### Short exercise a
Arrange the rows below as a numbered list, from the row with "the tree shadow?" through the last row, leaving out any blank lines.

### Document section
____

Sorry if this comes across as incoherent. I could never predict I would be writing a post like this. And it hurts so much to write this but my relationships with my siblings is so messed up.
Trying to articulate my feelings the best I can but obviously writing this in real time is really difficult. Like, this is the worst it’s ever been. My only two living siblings. I don’t know where to start or pinpoint where it all went downhill. I think about and pray for them every single day and they continue to ignore me.
It’s honestly the worst thing ever and I can’t continue pretending I'm ok. I'm really not ok. I rack my brain trying to figure out what I could have done so wrong or so bad as an older sister and not saying I’ve been the perfect sister, but it destroys me knowing that they’d rather not talk to me or communicate with me or reach back out to me than try to repair these relationships and heal from all the hurt.

____

Annotated coordinate records
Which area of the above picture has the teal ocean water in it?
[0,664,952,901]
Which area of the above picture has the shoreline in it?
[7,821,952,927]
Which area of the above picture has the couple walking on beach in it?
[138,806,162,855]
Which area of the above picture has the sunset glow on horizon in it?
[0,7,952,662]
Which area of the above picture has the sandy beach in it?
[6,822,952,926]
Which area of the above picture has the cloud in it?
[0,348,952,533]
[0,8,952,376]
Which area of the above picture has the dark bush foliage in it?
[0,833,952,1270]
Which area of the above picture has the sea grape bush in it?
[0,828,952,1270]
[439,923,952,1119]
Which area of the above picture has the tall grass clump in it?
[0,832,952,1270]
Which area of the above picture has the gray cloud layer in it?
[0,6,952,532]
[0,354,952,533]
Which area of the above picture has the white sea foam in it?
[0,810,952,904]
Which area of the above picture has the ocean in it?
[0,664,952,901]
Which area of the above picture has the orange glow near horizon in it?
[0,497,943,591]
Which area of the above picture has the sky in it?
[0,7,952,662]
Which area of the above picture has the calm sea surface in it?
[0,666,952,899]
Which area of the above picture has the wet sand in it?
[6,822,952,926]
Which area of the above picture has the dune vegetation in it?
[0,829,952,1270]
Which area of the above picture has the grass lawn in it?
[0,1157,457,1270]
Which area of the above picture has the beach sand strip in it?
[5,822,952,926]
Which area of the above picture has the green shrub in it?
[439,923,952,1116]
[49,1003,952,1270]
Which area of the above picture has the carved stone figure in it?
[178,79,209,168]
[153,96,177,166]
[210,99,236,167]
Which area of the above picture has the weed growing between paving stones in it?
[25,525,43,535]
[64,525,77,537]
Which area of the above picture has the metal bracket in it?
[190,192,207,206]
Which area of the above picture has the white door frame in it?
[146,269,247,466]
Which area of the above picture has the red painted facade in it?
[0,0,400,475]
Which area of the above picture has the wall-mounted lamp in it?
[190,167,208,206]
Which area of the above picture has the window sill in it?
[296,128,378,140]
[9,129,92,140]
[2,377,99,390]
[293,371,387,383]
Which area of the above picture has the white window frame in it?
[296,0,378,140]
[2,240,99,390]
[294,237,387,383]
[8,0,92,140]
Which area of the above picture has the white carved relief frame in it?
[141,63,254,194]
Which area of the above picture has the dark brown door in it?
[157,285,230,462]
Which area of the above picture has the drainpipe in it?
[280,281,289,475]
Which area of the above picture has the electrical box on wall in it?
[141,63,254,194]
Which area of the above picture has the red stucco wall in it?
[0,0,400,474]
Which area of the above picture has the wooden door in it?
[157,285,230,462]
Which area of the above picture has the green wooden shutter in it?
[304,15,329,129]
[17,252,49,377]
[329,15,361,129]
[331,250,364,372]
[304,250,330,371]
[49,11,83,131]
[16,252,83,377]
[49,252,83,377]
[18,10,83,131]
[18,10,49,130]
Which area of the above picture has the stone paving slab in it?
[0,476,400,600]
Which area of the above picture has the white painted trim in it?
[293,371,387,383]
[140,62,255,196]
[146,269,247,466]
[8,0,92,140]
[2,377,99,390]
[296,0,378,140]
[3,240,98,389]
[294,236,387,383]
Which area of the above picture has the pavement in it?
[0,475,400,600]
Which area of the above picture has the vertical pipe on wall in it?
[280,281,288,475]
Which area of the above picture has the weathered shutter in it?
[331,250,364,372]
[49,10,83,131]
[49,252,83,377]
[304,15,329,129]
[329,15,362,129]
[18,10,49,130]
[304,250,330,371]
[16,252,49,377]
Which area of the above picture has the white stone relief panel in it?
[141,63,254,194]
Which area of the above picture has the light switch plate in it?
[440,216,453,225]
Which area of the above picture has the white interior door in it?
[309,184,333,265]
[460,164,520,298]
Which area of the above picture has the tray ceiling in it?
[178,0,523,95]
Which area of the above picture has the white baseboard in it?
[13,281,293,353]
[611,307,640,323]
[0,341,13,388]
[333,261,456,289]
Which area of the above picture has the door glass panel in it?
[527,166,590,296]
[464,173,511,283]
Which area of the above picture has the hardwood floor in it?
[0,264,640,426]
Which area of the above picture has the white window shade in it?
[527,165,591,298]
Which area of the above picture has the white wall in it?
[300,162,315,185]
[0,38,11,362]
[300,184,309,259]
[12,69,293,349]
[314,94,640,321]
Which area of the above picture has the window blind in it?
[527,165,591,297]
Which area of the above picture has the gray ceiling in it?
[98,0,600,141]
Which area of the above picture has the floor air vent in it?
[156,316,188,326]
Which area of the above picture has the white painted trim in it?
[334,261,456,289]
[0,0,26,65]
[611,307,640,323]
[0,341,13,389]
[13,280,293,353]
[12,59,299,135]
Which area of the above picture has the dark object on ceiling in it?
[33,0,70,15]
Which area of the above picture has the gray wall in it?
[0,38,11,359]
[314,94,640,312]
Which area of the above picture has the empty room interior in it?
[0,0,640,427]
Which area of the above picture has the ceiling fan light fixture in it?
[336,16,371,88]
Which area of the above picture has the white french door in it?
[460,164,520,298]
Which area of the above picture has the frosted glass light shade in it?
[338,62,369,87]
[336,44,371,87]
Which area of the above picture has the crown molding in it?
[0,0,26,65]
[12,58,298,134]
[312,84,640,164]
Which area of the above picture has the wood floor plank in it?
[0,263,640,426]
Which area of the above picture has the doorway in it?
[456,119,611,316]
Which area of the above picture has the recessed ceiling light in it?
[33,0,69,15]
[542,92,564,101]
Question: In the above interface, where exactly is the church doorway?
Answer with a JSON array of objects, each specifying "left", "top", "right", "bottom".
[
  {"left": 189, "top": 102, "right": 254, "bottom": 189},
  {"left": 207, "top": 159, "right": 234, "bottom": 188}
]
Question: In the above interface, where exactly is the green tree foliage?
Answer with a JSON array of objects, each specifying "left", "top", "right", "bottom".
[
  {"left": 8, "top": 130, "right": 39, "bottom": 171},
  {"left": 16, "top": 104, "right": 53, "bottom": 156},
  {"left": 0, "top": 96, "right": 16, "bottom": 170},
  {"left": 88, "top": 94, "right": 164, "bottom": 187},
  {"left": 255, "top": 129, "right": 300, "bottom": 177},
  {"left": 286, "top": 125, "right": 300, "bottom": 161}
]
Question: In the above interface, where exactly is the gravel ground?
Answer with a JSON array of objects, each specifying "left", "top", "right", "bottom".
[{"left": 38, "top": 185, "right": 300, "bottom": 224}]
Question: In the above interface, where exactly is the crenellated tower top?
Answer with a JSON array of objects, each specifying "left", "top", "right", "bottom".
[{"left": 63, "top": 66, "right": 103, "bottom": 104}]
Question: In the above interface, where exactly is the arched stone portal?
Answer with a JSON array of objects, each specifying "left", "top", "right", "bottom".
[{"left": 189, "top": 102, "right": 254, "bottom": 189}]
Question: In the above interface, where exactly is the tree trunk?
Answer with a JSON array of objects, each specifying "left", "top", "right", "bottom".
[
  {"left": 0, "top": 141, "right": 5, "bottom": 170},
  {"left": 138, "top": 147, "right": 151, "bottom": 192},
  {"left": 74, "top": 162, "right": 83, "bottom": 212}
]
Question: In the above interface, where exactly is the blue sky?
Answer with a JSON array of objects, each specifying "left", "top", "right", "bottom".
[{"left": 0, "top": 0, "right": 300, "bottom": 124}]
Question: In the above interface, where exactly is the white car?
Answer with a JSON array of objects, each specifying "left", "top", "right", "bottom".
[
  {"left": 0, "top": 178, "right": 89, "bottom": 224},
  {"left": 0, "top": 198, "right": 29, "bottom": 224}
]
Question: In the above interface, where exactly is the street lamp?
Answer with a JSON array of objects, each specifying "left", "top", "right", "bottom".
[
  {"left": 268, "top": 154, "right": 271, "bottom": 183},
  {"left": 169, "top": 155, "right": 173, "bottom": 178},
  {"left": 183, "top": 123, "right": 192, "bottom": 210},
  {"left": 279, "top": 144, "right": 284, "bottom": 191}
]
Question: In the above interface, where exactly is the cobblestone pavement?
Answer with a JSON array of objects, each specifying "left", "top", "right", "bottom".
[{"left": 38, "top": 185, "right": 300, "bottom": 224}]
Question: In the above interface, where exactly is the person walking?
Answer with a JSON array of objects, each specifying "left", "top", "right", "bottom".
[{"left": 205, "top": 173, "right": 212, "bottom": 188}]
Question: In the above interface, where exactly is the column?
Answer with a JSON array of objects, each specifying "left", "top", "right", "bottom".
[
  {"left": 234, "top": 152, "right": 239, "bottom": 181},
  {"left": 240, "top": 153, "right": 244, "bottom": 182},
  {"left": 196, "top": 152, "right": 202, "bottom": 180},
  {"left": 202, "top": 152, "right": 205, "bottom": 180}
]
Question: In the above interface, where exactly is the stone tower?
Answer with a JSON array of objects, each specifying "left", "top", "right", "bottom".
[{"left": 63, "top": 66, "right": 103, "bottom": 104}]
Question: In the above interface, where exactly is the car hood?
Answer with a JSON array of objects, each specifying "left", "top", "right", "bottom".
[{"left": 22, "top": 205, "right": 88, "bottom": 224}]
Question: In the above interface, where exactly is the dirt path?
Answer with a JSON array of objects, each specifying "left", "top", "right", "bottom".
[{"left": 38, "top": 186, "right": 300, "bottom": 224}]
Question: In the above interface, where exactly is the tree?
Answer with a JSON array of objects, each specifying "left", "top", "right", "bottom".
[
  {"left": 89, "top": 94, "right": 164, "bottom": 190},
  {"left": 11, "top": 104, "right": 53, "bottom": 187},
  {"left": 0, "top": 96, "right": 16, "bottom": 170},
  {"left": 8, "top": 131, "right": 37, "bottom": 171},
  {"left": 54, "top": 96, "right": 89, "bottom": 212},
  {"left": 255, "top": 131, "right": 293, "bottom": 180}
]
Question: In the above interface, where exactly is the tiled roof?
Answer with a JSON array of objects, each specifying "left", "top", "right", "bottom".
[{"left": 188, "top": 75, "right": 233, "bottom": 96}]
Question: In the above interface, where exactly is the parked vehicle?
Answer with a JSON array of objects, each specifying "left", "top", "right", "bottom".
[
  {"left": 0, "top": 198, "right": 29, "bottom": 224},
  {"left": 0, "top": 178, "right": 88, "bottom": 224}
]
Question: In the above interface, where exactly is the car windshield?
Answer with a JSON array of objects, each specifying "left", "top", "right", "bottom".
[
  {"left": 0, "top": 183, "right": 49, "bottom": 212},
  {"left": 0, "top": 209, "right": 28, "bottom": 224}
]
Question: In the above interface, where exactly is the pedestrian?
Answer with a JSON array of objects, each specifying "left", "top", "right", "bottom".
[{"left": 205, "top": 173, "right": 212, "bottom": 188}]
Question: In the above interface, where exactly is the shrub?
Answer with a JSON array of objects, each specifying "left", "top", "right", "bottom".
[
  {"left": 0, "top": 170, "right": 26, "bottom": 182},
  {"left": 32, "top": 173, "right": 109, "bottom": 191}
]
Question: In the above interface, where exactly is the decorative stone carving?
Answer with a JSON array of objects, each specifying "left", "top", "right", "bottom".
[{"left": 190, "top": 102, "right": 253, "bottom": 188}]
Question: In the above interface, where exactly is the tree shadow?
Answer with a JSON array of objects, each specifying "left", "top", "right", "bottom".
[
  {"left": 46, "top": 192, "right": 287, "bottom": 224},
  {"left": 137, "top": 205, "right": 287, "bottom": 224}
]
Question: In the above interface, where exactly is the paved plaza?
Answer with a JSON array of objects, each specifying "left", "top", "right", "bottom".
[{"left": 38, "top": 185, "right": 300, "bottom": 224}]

____

### Short exercise b
In the post about estranged siblings above, write out the passage from "Sorry if this" to "to ignore me." with "siblings" replaced by "brothers".

### Response a
1. Question: In the above interface, where exactly is the tree shadow?
2. Answer with a JSON array of objects, each specifying "left", "top", "right", "bottom".
3. [
4.   {"left": 46, "top": 192, "right": 287, "bottom": 224},
5.   {"left": 137, "top": 205, "right": 287, "bottom": 224}
6. ]
7. Question: In the above interface, where exactly is the paved plaza?
8. Answer with a JSON array of objects, each specifying "left", "top", "right", "bottom".
9. [{"left": 38, "top": 185, "right": 300, "bottom": 224}]

### Response b
Sorry if this comes across as incoherent. I could never predict I would be writing a post like this. And it hurts so much to write this but my relationships with my brothers is so messed up.
Trying to articulate my feelings the best I can but obviously writing this in real time is really difficult. Like, this is the worst it’s ever been. My only two living brothers. I don’t know where to start or pinpoint where it all went downhill. I think about and pray for them every single day and they continue to ignore me.